WHAT TO PRODUCE: Please count the lines in the records below that contain the string "windshield" and give only that number.

RECORDS FOR THE TASK:

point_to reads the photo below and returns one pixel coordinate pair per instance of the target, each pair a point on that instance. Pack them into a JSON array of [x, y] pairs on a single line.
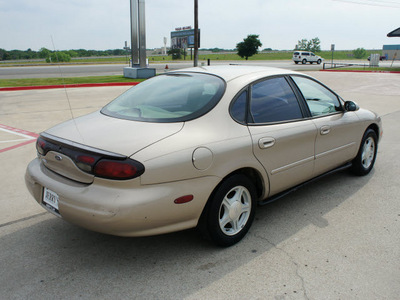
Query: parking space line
[[28, 137]]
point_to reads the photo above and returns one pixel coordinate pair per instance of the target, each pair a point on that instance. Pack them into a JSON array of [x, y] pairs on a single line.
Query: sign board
[[183, 39]]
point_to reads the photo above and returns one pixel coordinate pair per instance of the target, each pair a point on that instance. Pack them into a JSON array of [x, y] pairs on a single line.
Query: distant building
[[391, 51]]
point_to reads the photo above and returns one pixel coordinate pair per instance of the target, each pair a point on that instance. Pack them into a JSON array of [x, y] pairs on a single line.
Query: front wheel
[[231, 211], [365, 159]]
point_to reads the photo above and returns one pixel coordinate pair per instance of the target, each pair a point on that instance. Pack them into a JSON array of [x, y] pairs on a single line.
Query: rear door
[[283, 141], [337, 130]]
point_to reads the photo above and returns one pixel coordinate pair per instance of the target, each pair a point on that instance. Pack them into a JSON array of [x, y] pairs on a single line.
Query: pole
[[134, 32], [196, 33], [142, 35]]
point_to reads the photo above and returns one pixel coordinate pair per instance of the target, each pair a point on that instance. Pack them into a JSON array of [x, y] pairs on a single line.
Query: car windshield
[[174, 97]]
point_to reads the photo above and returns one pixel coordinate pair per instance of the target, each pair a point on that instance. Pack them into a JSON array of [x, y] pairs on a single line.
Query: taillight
[[118, 169], [85, 162]]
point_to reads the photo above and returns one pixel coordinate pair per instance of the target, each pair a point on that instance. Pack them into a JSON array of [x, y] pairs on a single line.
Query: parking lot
[[337, 238]]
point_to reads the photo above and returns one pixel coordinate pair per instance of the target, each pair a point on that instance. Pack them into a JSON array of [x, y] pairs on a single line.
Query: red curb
[[360, 71], [17, 146], [42, 87]]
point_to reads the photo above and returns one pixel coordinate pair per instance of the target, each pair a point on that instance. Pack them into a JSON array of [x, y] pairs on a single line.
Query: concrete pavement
[[338, 238]]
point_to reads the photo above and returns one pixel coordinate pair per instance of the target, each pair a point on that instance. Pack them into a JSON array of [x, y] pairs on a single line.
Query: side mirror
[[351, 106]]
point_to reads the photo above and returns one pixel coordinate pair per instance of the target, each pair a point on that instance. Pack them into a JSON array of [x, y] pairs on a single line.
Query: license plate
[[50, 200]]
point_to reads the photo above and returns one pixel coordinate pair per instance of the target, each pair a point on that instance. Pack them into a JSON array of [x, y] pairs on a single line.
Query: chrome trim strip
[[334, 150], [292, 165]]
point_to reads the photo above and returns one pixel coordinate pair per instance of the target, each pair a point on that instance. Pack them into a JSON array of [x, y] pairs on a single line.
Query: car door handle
[[325, 129], [266, 142]]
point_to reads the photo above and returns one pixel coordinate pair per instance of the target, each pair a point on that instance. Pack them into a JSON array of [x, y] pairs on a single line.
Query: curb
[[61, 86], [361, 71]]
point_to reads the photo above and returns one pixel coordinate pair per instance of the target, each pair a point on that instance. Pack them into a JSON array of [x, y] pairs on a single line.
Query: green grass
[[62, 81], [370, 69], [278, 55]]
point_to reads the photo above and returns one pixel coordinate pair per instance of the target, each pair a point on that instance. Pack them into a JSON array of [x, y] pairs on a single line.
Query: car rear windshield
[[174, 97]]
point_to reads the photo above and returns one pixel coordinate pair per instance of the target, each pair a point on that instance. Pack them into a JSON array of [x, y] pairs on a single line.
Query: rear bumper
[[124, 208]]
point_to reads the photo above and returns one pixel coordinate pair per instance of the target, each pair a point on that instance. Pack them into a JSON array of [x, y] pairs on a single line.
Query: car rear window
[[174, 97]]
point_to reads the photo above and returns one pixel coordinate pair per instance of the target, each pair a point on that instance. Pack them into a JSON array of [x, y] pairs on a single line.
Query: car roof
[[230, 72]]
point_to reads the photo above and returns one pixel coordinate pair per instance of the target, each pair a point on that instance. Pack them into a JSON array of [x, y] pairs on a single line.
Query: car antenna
[[63, 81], [65, 89]]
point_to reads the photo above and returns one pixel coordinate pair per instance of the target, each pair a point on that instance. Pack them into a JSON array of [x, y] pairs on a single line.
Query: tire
[[230, 211], [365, 159]]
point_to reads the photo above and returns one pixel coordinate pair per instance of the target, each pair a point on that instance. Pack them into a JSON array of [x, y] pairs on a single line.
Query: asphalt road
[[117, 69], [338, 238]]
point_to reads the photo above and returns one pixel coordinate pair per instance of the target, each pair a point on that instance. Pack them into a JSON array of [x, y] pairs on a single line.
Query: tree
[[44, 53], [249, 46], [359, 53], [313, 45]]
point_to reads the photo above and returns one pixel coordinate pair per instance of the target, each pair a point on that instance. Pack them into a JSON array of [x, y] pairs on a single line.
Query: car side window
[[273, 100], [320, 100], [238, 108]]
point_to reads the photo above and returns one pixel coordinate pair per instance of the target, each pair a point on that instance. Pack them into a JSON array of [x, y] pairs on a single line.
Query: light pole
[[196, 33]]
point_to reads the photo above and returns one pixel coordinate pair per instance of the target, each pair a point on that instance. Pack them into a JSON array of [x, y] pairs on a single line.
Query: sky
[[280, 24]]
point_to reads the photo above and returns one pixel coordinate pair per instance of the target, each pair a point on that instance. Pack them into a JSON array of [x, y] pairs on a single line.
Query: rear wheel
[[365, 159], [231, 211]]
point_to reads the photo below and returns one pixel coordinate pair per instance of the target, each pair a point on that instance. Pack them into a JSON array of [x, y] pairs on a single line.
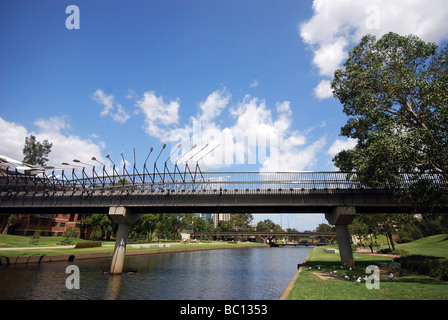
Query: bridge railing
[[194, 180]]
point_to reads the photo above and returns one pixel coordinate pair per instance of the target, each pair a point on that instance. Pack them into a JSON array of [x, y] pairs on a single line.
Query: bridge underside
[[229, 201]]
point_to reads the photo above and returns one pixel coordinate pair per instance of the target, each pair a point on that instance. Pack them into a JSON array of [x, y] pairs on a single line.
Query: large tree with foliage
[[35, 152], [395, 92]]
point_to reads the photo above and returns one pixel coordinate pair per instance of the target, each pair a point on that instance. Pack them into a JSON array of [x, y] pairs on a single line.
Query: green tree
[[395, 92], [101, 224], [35, 152]]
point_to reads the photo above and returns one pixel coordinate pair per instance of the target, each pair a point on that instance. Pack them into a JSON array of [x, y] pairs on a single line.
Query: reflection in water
[[247, 274]]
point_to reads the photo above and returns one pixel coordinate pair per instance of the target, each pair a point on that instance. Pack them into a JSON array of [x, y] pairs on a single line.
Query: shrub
[[436, 267], [87, 244]]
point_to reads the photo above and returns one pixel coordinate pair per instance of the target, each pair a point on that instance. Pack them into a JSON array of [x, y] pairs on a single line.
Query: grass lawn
[[316, 282], [432, 246]]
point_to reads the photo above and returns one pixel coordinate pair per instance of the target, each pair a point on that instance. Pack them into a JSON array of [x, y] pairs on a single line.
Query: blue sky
[[140, 73]]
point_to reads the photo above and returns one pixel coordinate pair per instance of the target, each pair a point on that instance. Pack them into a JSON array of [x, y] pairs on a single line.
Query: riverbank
[[29, 255], [323, 278]]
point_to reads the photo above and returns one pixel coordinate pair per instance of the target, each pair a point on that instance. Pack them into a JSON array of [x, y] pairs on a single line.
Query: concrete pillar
[[123, 217], [340, 218]]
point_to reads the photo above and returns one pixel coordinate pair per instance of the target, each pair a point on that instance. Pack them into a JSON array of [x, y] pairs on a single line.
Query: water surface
[[244, 274]]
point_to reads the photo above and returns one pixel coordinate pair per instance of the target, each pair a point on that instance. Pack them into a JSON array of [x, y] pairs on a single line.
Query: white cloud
[[254, 84], [338, 24], [213, 105], [112, 108], [323, 90], [65, 147], [158, 114], [256, 135]]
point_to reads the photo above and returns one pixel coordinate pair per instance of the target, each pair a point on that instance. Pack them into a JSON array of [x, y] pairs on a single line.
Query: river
[[225, 274]]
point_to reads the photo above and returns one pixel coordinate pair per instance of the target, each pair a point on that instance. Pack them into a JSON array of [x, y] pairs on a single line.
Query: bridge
[[125, 196], [265, 236]]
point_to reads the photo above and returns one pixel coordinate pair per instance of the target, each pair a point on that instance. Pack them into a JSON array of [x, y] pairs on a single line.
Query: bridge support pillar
[[123, 217], [341, 217]]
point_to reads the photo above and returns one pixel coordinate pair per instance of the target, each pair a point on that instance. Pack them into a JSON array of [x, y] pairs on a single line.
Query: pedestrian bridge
[[196, 192], [124, 196]]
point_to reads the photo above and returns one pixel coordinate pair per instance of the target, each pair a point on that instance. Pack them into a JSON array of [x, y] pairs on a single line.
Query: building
[[220, 217], [52, 225], [206, 216]]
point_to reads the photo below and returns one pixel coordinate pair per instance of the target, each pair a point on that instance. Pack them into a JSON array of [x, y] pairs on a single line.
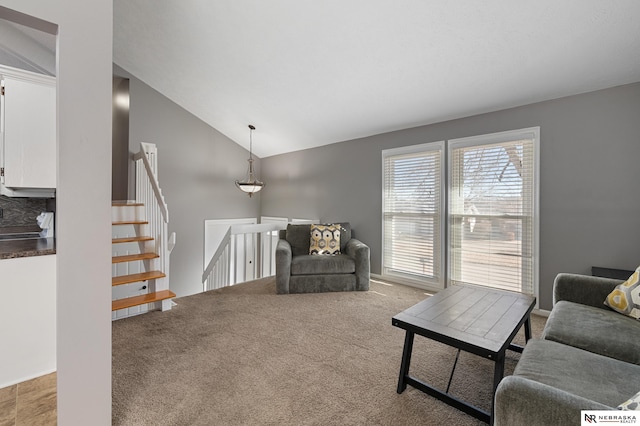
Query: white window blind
[[492, 210], [412, 214]]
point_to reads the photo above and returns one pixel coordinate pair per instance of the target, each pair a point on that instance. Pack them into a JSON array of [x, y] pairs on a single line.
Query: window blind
[[412, 213], [492, 212]]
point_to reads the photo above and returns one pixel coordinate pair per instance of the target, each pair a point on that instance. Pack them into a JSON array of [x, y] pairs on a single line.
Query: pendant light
[[250, 184]]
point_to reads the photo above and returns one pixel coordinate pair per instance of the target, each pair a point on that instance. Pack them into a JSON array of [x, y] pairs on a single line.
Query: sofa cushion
[[588, 375], [625, 298], [632, 403], [325, 239], [315, 265], [596, 330]]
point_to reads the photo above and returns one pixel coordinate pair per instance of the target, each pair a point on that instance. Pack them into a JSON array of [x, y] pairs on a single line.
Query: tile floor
[[30, 403]]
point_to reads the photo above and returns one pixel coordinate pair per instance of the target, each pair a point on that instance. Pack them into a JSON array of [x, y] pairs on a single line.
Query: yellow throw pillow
[[625, 298], [325, 239]]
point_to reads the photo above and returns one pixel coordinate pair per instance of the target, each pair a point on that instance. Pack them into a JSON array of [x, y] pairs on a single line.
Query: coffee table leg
[[527, 329], [498, 374], [406, 361]]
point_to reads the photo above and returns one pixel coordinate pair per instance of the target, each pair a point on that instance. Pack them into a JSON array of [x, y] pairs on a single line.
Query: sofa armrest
[[583, 289], [523, 402], [360, 252], [283, 266]]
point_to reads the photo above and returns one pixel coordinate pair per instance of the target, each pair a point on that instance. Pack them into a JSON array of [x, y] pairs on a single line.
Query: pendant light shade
[[250, 184]]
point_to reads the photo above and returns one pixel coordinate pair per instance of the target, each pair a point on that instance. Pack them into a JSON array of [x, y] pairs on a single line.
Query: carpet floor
[[243, 355]]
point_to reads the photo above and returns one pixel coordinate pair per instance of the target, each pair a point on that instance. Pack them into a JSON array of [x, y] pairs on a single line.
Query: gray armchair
[[299, 272]]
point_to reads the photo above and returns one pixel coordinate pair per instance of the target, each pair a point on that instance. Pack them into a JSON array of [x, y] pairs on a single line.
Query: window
[[413, 203], [492, 220]]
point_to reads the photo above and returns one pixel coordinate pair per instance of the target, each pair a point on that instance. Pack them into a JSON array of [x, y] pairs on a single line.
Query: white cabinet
[[28, 131]]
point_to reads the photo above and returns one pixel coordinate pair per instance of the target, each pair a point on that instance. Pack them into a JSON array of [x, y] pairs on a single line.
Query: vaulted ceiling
[[309, 73]]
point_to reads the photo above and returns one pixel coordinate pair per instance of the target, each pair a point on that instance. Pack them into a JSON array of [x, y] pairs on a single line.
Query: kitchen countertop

TASK SOLUTION: 2